*Texte retenu*

Par Eve Renaud-Chouraqui et Rebecca Käppner
Dans un arrêt en date du 10 novembre 2022 (C-163/21) la Cour de Justice de l’Union européenne (CJUE) s’est prononcée sur le point de savoir si la mention de « preuves pertinentes en la possession de la partie défenderesse ou d’un tiers » porte uniquement sur les documents préexistants en leur possession ou également sur ceux que la partie, à laquelle la demande de production de preuves est adressée, pouvait être amenée à créer ex novo[1], par l’agrégation ou la classification d’informations, de connaissances ou de données en sa possession.
Cette question de l’interprétation à faire de la mention de « preuves pertinentes », visée par la directive 2014/104 du 26 novembre 2014 s’inscrit ici dans un contexte bien particulier.

*Consigne*
Poursuivez le commentaire ci-dessus sur l'arrêt de la CJUE relatif aux preuves pertinentes, en reprenant après sa dernière phrase.

Données enregistrées
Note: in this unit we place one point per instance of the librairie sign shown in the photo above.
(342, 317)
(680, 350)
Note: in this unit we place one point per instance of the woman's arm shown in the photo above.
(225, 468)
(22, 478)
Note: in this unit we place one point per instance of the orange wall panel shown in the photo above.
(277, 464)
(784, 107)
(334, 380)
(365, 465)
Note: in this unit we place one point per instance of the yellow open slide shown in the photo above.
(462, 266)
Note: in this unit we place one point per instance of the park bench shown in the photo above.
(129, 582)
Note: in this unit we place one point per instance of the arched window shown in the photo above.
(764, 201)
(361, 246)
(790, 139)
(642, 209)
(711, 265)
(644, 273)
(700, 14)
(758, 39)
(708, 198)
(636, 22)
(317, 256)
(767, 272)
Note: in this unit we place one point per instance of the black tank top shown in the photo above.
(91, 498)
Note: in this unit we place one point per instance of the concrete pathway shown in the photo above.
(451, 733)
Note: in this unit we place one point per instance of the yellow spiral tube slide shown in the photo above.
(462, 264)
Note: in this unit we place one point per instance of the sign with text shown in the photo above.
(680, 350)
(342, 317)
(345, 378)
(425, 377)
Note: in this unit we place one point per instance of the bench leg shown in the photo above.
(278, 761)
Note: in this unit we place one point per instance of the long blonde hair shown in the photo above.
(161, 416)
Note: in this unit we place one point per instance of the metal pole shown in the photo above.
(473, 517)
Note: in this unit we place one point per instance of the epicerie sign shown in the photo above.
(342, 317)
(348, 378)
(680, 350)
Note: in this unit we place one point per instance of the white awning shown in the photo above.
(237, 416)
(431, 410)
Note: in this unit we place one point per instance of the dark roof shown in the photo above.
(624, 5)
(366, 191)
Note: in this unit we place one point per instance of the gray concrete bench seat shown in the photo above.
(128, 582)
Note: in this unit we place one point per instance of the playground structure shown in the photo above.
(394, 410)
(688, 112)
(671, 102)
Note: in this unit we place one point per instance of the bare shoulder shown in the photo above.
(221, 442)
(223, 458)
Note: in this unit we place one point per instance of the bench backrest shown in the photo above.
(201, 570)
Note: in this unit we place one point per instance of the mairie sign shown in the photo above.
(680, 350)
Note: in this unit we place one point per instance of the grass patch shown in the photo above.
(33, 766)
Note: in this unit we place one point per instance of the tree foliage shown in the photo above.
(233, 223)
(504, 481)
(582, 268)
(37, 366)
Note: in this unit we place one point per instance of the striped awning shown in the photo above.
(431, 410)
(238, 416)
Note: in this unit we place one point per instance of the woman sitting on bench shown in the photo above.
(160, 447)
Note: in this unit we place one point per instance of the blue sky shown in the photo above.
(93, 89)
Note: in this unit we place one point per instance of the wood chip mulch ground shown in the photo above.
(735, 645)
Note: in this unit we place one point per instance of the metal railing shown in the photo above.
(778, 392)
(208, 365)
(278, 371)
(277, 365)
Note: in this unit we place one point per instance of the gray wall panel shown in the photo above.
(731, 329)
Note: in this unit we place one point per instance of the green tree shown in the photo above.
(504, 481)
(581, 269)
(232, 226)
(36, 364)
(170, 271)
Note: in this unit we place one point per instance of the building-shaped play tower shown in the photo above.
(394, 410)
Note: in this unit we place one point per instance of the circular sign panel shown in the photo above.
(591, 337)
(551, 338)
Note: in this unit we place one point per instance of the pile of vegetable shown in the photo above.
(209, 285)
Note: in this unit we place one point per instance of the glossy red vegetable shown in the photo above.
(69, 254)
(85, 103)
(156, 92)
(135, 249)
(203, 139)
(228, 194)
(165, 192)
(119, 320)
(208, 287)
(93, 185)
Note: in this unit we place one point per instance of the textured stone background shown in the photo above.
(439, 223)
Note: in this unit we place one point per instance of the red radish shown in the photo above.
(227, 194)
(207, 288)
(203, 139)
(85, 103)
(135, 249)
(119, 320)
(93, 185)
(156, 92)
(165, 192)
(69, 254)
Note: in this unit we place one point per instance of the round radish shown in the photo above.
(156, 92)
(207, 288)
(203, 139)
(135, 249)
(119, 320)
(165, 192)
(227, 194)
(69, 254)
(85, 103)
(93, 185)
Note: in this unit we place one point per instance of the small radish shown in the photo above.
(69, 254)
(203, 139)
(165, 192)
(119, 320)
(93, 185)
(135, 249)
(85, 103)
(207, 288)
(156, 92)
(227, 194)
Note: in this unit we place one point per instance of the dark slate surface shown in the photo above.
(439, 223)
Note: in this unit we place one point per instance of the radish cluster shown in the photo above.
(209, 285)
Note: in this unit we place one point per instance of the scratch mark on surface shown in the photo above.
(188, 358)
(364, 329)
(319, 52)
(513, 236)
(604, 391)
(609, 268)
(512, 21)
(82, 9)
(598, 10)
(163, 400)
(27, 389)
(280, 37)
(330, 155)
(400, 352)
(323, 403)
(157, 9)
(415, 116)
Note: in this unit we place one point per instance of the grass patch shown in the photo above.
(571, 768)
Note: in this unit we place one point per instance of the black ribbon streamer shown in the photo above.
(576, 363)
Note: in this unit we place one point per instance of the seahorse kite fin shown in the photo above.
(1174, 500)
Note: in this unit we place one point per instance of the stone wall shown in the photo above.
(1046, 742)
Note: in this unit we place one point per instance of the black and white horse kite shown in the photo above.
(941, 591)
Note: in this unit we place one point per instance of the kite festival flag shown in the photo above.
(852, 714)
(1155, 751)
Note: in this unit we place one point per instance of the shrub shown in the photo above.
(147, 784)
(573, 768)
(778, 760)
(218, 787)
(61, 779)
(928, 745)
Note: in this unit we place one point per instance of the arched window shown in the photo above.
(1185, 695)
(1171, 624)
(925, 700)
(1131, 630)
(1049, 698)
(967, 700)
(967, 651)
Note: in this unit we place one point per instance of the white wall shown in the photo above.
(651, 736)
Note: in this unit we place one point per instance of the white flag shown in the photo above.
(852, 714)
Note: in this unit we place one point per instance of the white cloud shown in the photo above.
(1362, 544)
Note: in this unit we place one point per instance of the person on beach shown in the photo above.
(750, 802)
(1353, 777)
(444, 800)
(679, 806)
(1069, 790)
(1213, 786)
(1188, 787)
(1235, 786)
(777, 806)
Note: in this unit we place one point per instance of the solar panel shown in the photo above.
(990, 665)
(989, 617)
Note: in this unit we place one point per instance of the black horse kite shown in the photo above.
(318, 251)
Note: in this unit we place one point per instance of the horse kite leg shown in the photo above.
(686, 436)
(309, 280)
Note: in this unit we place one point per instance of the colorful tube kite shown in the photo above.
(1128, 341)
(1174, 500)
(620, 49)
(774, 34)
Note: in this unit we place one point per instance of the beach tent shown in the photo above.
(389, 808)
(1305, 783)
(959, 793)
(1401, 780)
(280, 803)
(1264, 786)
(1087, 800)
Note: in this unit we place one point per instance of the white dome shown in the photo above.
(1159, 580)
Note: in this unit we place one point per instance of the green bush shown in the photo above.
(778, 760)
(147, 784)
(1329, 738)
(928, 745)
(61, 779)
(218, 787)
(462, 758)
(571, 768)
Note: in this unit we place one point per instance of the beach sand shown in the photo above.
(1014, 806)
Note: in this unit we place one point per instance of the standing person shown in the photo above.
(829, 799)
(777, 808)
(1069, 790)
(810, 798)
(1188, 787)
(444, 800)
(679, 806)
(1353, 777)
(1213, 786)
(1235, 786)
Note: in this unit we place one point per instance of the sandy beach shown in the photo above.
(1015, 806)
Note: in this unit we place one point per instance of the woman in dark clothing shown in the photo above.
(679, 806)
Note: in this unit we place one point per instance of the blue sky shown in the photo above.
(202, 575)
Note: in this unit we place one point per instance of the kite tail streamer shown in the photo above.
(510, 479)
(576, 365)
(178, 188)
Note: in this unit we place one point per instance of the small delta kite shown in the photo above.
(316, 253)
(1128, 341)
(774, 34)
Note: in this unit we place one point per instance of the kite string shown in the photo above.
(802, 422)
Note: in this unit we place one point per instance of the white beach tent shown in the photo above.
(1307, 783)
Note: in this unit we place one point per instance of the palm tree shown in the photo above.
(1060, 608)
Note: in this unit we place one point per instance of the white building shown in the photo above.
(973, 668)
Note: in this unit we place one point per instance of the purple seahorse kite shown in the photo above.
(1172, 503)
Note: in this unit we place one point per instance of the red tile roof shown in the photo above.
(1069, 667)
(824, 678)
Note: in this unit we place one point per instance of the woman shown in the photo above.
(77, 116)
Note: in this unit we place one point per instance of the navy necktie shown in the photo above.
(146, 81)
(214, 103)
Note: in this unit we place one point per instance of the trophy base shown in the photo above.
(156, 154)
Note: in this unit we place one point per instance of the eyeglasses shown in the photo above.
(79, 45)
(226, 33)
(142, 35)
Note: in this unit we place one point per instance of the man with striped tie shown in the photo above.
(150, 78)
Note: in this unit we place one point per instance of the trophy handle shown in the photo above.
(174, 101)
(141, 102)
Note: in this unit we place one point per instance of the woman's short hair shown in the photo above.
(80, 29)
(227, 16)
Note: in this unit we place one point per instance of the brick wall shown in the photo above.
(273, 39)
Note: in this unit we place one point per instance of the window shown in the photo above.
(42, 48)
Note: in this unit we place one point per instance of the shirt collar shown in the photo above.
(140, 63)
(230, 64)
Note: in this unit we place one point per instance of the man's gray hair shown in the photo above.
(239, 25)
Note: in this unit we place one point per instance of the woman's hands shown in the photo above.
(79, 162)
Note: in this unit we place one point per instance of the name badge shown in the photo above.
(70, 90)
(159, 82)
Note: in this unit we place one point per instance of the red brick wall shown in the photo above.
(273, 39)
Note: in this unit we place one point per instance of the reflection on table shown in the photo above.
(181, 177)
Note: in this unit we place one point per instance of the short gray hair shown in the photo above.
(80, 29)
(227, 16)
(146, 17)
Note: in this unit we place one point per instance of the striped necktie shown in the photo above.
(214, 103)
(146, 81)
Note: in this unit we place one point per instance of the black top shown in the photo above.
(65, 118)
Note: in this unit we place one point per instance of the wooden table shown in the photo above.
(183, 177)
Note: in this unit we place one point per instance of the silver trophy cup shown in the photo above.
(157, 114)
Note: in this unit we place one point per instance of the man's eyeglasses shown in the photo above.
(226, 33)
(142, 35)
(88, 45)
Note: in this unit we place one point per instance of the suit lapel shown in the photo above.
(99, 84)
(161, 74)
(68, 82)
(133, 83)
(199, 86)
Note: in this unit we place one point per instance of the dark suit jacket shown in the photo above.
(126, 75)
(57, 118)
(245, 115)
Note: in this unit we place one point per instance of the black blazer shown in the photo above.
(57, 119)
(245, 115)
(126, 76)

*Résultat de l'exercice*
Dans les faits, quinze constructeurs internationaux de camions avaient participé à des infractions au droit de la concurrence en ayant conclu, pendant une période allant de 1997 à 2011, des accords sur des prix et des augmentations de prix en infraction à l’article 101 TFUE[2].
Ce dernier prévoit en effet en son 1 a) que « Sont incompatibles avec le marché intérieur et interdits tous accords entre entreprises, toutes décisions d’associations d’entreprises et toutes pratiques concertées, qui sont susceptibles d'affecter le commerce entre États membres et qui ont pour objet ou pour effet d'empêcher, de restreindre ou de fausser le jeu de la concurrence à l'intérieur du marché intérieur, et notamment ceux qui consistent à fixer de façon directe ou indirecte les prix d'achat ou de vente ou d'autres conditions de transaction. »
Les acquisiteurs des camions susceptibles de relever du champ d’application de l’infraction avaient alors saisi le tribunal de commerce n°7 de Barcelone d’une demande d’accès aux éléments de preuve détenus par les fabricants de camions afin de quantifier l’augmentation artificielle des prix. Il s’agissait alors d’établir une comparaison des prix recommandés avant, pendant et après la période de l’entente.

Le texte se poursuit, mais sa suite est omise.